## Outline data
◆ ◆ ◆ ◆ ◆ ◆ ◆
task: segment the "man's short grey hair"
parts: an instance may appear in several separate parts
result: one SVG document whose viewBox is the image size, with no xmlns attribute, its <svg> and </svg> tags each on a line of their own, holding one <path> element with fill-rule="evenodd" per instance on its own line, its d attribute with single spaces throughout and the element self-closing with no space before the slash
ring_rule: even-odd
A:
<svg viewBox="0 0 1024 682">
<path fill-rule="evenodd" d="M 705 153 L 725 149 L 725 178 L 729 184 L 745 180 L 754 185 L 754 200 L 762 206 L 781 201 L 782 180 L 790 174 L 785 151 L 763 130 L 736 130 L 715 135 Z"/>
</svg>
◆ ◆ ◆ ◆ ◆ ◆ ◆
## Exercise task
Rewrite every line of the data above as a numbered list, omitting any blank lines.

## Task solution
1. task: segment the "man's short grey hair"
2. parts: an instance may appear in several separate parts
3. result: one SVG document whose viewBox is the image size, with no xmlns attribute, its <svg> and </svg> tags each on a line of their own, holding one <path> element with fill-rule="evenodd" per instance on its own line, its d attribute with single spaces throughout and the element self-closing with no space before the slash
4. ring_rule: even-odd
5. A:
6. <svg viewBox="0 0 1024 682">
7. <path fill-rule="evenodd" d="M 705 153 L 725 149 L 725 178 L 729 184 L 745 180 L 754 185 L 754 200 L 762 206 L 781 201 L 782 180 L 790 174 L 785 151 L 763 130 L 736 130 L 715 135 Z"/>
8. </svg>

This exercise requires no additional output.